■ EXCERPT TO READ ■
The Trajectory Problem
A common shorthand divides modern generative AI into two camps: language is the domain of large
autoregressive transformers, and images and video are the domain of diffusion.
The second half of that sentence describes a landscape that has shifted. Many of the most capable
recent image and video generators — the FLUX family, among others — are trained not as diffusion
models but by a closely related principle called flow matching. The shift is one of
engineering emphasis, not of mathematical obsolescence: the machinery of diffusion remains exact and
illuminating, and we will see that it sits inside the flow-matching framework as a special
case rather than standing opposed to it. What changed is which trajectory practitioners choose to
integrate, and why.
The point of departure is our
treatment of diffusion models.
There, generation was framed as the reversal of a noising process: a sample is produced by starting
from Gaussian noise and following a trajectory back toward the data distribution, one denoising
step at a time. That page closed with a scope note we now make good on. The discrete denoising chain
admits a continuous-time limit; in that limit the deterministic sampler traces out a smooth curve
governed by an ordinary differential equation — a probability-flow ODE — rather than a noisy,
stochastic walk. Flow matching takes this deterministic, continuous-time picture as primary, and in
doing so dispenses with the language of noise altogether.
The reframing is worth stating plainly. A diffusion sampler integrates a stochastic trajectory whose
randomness, inherited from its Brownian-motion origins, makes the path between noise and data wander.
A wandering path is expensive: faithfully integrating it demands many small steps, which is why classical
diffusion sampling can require hundreds or thousands of network evaluations to produce a single image.
Flow matching asks a more direct question. Rather than reversing a stochastic corruption, it seeks a
deterministic map from a source distribution \(p_{\text{init}}\) — typically, but not necessarily,
Gaussian noise — to the data distribution \(p_{\text{data}}\), realized as the time-1 flow of an ODE.
The object to be learned is the velocity field driving that ODE, and the central
advantage, developed over the next two sections, is that the trajectories can be made nearly
straight — and a straight path is cheap to integrate.

■ LISTED ENTRIES ■
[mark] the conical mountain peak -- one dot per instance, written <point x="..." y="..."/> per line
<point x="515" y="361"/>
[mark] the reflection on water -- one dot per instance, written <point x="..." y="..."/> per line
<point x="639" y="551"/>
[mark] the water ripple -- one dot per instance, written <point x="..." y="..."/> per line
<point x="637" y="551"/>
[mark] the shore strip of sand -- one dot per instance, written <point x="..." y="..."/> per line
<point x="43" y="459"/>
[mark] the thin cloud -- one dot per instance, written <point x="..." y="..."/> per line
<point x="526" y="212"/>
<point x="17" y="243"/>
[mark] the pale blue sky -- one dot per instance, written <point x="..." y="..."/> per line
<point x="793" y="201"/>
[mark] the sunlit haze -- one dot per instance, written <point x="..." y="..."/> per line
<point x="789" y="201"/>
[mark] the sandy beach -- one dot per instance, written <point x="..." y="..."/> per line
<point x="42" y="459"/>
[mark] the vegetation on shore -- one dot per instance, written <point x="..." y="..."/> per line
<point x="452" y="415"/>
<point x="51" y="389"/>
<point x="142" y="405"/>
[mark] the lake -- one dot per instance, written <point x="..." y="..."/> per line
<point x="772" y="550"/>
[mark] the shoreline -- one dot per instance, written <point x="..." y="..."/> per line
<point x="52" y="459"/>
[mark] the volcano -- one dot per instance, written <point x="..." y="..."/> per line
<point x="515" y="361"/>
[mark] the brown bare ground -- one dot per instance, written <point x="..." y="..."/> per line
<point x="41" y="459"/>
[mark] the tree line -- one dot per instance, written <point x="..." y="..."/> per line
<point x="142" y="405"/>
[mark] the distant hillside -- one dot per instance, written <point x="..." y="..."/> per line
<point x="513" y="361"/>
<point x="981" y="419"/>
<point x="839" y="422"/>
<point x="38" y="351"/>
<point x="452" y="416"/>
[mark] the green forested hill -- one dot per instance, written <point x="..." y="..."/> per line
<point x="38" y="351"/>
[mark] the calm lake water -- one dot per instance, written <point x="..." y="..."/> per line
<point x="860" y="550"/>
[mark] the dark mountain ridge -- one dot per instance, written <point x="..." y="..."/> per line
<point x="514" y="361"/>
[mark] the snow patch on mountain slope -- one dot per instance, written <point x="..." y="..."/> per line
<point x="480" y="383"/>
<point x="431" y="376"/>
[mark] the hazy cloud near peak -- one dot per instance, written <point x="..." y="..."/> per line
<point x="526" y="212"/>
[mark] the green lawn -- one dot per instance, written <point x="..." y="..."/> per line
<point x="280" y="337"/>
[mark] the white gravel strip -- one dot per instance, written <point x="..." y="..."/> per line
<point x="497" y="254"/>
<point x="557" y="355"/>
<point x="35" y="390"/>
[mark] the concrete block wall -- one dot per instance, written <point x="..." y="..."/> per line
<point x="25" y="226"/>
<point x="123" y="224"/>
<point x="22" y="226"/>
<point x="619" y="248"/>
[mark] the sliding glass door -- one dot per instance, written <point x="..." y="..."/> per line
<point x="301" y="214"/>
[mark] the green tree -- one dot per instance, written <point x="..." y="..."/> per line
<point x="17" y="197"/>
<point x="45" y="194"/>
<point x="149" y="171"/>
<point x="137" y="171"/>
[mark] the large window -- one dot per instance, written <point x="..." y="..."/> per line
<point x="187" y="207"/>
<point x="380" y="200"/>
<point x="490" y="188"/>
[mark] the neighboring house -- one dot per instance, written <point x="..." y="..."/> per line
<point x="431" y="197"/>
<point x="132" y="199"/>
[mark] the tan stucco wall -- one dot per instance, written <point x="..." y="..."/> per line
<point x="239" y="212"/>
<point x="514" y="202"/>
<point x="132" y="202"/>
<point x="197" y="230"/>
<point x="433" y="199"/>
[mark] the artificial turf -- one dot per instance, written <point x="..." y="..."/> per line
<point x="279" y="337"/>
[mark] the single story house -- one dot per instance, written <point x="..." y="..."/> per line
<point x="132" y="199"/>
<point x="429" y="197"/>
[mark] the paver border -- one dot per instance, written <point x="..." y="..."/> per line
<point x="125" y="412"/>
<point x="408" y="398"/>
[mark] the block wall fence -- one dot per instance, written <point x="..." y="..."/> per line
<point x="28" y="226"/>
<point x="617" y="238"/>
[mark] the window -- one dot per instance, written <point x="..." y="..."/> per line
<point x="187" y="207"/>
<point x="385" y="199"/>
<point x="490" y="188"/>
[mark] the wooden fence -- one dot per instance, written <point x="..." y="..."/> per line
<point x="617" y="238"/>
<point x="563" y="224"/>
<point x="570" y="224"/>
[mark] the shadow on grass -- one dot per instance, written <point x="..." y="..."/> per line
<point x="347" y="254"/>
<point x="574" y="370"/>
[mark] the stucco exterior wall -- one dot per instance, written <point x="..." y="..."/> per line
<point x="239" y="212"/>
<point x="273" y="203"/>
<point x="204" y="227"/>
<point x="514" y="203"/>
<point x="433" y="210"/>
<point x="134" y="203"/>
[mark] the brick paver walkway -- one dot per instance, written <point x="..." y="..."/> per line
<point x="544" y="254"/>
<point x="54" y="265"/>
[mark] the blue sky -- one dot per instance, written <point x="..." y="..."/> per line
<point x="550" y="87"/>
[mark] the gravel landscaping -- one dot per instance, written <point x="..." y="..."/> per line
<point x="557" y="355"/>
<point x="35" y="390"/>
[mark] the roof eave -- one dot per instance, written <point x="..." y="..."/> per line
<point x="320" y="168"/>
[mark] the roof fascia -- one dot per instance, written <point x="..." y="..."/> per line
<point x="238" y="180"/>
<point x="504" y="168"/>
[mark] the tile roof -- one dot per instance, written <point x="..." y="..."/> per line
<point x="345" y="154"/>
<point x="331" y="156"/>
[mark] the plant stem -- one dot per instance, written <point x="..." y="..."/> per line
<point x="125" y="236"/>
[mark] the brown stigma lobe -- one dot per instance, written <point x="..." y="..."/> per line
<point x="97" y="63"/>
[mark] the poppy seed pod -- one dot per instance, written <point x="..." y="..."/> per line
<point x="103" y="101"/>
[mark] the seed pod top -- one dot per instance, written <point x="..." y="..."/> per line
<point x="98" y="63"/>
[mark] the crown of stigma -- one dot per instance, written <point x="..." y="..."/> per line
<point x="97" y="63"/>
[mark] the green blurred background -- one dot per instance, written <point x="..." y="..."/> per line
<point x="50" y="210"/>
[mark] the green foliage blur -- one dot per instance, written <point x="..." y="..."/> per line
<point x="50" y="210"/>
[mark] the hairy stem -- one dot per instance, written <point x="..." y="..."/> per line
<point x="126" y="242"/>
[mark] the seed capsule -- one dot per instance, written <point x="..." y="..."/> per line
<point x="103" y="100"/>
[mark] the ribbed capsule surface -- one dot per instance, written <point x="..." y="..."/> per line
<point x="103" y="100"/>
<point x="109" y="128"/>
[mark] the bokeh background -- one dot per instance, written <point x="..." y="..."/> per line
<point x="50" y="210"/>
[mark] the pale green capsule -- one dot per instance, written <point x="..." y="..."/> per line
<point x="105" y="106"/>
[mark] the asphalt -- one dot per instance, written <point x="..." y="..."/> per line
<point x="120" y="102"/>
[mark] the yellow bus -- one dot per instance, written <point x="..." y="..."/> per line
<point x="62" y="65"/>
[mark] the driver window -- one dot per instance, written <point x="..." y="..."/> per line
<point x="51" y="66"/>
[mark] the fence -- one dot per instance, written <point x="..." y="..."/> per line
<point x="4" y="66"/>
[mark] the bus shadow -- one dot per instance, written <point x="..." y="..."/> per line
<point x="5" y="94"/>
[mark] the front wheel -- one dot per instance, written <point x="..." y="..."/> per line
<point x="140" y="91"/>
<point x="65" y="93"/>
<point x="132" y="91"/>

■ TASK BRIEF ■
Continue the flow-matching passage from its final sentence. The entries are separate material, unrelated to the flow-matching passage.

■ ANSWER TO THE TASK ■
Two consequences of the deterministic ODE viewpoint deserve early mention, because they explain why
flow matching is not merely a recasting of diffusion but a genuine generalization. First, the source
distribution need not be Gaussian: any distribution one can sample from may serve as \(p_{\text{init}}\),
a freedom that diffusion's noise-centric construction does not naturally permit. Second, diffusion itself
reappears inside this framework as one particular choice of trajectory, rather than as a separate theory.
We develop the construction first, then return to both points once the machinery is in place.
Learning the Velocity Field
Fix a source distribution \(p_{\text{init}}\) and the data distribution \(p_{\text{data}}\), both on
\(\mathbb{R}^d\). Flow matching seeks a time-dependent velocity field
\(\mathbf{u}_t(\mathbf{x})\), defined for \(t \in [0, 1]\), with the following property: a point started
at a noise sample and carried along the field arrives, at time \(1\), at a data sample. Concretely,
if \(\mathbf{x}_t\) solves the ordinary differential equation
\[
\frac{\mathrm{d}}{\mathrm{d}t}\,\mathbf{x}_t = \mathbf{u}_t(\mathbf{x}_t),
\qquad \mathbf{x}_0 \sim p_{\text{init}},
\]
then its distribution at each intermediate time should trace out a prescribed probability
path \((p_t)_{0 \le t \le 1}\) — a curve in the space of distributions — running from
\(p_0 = p_{\text{init}}\) to \(p_1 = p_{\text{data}}\). The flow of this ODE, the map carrying each
starting point to its time-\(1\) endpoint, is the generator we want; sampling means drawing
\(\mathbf{x}_0\) from noise and integrating forward to \(t = 1\). That distinct trajectories never
cross — so that the flow is a well-defined map — follows from the existence-and-uniqueness theory for
ODEs (the Picard–Lindelöf theorem), valid when \(\mathbf{u}_t\) satisfies a
Lipschitz condition.
We take this regularity for granted and turn to the real problem: finding the field.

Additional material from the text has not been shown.